§ **TASK**
Two lines in the data below mark the range: the one with "Query: orange leaf" and the one with "Target: tree trunk". Return both, along with every line between them, exactly.
DATA RECORDS Start Marker
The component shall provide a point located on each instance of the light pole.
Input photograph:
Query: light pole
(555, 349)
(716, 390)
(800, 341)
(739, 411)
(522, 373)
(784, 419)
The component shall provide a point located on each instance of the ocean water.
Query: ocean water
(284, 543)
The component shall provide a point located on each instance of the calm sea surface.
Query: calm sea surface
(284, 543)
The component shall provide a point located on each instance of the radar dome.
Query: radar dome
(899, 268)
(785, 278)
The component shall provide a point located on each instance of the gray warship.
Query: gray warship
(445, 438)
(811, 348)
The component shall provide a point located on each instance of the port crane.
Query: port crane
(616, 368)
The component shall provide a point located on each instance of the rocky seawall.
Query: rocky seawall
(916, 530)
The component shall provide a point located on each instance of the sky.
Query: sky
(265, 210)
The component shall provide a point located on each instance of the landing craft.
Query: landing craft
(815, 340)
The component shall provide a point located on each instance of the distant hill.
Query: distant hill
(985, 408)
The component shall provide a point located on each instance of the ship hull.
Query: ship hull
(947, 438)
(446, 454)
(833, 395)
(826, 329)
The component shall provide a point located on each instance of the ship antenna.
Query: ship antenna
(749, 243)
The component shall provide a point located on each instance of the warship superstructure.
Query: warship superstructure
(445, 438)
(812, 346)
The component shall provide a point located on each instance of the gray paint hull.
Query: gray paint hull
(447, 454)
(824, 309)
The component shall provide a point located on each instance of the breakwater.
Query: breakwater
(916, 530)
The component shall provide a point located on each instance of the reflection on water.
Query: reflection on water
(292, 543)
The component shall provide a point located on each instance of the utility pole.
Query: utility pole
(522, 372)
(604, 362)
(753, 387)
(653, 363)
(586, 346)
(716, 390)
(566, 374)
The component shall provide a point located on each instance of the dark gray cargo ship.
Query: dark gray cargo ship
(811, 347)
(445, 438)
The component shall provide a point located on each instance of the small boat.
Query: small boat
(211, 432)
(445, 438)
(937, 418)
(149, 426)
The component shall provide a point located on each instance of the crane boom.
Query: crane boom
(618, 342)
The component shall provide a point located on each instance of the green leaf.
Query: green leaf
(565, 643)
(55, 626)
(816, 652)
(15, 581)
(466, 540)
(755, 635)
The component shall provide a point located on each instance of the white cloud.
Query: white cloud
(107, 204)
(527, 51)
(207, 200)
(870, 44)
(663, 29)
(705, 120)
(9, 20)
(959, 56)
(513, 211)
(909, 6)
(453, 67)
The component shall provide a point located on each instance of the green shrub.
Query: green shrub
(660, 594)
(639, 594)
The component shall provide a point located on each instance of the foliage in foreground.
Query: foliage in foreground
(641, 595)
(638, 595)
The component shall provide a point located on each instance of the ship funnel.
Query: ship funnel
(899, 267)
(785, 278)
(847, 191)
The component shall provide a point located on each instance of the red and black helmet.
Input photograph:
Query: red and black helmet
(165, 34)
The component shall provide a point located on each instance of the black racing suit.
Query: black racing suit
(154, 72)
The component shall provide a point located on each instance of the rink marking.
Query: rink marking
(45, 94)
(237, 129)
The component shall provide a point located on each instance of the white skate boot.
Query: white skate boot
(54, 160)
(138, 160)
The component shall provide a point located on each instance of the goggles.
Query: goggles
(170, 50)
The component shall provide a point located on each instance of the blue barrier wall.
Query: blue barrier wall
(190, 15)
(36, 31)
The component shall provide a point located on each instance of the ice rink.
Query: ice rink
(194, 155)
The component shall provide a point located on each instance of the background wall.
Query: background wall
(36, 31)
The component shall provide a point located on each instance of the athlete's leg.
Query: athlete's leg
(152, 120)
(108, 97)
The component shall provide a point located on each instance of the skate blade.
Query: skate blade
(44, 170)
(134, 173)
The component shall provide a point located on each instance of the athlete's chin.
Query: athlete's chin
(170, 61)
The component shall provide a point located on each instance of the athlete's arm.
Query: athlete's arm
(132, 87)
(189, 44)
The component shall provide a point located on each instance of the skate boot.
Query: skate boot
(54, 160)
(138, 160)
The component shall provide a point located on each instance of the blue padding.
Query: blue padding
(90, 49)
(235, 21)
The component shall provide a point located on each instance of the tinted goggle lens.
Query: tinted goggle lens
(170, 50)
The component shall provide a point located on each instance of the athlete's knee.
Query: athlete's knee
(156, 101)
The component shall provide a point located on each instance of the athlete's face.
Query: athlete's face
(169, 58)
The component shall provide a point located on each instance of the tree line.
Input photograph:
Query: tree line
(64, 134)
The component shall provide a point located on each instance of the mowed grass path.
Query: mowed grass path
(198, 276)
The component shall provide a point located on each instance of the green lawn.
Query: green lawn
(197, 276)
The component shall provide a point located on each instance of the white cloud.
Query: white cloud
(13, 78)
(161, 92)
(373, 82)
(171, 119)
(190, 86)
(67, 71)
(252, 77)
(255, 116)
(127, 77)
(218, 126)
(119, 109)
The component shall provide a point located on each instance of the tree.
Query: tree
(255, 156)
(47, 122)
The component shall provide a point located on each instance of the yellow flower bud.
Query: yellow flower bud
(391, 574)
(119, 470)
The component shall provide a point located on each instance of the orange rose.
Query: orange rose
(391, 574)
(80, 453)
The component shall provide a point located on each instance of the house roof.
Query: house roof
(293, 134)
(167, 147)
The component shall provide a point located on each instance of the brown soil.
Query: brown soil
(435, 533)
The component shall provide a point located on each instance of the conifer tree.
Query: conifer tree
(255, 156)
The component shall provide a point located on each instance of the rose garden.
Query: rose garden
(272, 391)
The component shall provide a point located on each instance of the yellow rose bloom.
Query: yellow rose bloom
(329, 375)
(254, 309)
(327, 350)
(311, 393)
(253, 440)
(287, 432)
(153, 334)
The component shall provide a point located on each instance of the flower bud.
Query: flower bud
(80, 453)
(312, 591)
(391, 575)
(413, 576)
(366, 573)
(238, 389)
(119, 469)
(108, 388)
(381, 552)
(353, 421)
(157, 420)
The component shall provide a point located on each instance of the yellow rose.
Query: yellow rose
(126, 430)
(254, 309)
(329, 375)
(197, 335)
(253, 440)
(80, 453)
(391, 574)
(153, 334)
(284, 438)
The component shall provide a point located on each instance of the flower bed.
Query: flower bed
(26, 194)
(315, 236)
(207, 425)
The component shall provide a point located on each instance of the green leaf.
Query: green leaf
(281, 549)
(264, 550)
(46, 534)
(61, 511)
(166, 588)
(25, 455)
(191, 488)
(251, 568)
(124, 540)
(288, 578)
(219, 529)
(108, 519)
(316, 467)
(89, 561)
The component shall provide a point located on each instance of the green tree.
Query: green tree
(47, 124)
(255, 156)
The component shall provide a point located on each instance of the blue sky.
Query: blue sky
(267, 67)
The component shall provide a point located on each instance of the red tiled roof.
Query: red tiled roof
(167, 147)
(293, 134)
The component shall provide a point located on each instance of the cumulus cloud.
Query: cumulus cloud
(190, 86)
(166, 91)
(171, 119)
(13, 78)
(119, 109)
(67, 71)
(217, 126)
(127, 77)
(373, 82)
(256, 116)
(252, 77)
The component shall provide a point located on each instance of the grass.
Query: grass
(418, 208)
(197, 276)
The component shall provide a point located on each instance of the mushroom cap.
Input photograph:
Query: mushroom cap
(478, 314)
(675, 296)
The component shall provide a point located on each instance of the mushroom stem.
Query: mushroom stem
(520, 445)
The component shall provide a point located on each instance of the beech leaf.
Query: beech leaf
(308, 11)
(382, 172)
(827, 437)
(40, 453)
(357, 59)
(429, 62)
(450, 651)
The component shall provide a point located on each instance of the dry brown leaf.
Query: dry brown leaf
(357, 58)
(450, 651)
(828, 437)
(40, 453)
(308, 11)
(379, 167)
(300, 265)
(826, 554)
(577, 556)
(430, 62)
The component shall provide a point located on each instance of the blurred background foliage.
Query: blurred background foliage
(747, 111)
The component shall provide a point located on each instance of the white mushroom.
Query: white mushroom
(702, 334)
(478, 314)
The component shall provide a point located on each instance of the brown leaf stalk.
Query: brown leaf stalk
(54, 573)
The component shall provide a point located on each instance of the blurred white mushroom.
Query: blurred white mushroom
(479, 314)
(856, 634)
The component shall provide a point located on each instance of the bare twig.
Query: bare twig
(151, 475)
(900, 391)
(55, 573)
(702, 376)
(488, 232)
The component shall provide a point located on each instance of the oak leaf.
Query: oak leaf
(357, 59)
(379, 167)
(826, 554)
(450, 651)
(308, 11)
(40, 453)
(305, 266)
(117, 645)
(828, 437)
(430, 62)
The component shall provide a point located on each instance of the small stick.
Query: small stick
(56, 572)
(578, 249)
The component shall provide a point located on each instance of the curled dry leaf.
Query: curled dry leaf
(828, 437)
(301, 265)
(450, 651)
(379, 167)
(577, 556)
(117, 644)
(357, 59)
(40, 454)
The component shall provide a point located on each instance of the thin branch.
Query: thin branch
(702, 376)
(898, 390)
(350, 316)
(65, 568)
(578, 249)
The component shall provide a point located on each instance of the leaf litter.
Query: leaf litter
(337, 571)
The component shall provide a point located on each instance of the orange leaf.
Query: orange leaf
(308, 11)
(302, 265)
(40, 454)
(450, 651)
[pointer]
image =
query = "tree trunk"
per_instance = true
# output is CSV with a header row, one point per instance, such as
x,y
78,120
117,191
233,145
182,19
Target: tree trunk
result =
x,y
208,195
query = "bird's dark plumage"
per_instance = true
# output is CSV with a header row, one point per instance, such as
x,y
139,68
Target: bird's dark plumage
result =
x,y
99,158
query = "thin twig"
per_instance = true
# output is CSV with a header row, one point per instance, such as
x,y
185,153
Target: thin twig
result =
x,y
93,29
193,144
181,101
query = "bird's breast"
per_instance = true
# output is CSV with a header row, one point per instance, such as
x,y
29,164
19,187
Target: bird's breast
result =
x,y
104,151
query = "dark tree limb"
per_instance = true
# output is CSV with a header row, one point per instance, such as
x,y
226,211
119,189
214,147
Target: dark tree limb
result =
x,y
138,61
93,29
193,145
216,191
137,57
DATA RECORDS End Marker
§ **ANSWER FOR THIS EXERCISE**
Query: orange leaf
(308, 11)
(302, 265)
(40, 454)
(450, 651)
[pointer]
image =
query = "tree trunk"
per_instance = true
# output is CSV with a header row, one point per instance, such as
x,y
78,120
117,191
233,145
182,19
Target: tree trunk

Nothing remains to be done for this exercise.